Task inputs:
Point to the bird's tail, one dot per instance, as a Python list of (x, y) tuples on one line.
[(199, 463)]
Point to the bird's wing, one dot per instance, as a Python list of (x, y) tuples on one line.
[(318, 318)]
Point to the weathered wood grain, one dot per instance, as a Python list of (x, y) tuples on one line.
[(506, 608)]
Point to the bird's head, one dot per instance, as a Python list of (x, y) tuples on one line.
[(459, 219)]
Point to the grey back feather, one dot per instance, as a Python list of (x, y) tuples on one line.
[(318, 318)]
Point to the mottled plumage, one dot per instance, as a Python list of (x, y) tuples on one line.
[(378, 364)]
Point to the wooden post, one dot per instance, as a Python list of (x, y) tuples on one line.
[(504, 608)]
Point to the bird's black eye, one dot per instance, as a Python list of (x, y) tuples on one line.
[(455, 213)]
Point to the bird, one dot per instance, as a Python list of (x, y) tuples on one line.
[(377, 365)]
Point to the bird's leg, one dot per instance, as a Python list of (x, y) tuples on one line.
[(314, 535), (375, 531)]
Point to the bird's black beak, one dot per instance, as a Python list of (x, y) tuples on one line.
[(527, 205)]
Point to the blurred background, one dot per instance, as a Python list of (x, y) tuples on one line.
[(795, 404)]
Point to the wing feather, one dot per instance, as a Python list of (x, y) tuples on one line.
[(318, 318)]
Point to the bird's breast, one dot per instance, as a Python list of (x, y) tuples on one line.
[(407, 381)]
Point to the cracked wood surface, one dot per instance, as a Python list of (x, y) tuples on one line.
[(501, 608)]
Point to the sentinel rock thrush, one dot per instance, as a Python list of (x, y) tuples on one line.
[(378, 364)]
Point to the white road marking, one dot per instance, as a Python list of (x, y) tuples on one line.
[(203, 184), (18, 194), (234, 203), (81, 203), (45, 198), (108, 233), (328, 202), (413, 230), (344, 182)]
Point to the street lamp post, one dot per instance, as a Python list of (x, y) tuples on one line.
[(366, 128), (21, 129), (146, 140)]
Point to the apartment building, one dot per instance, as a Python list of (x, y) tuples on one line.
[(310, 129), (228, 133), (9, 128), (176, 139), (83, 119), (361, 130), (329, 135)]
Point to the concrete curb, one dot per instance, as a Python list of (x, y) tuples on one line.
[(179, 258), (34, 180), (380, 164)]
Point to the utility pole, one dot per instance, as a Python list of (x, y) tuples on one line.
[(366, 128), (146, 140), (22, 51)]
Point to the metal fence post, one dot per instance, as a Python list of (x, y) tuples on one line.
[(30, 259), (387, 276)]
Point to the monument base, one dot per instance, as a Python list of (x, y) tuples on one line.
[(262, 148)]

Task item: Extract every line from the one containing "Point to the monument" through the last line of the data, inclusive, exactly as written.

Result:
Point to the monument base, one dot per instance, as a Python list of (x, y) tuples on one line.
[(262, 148)]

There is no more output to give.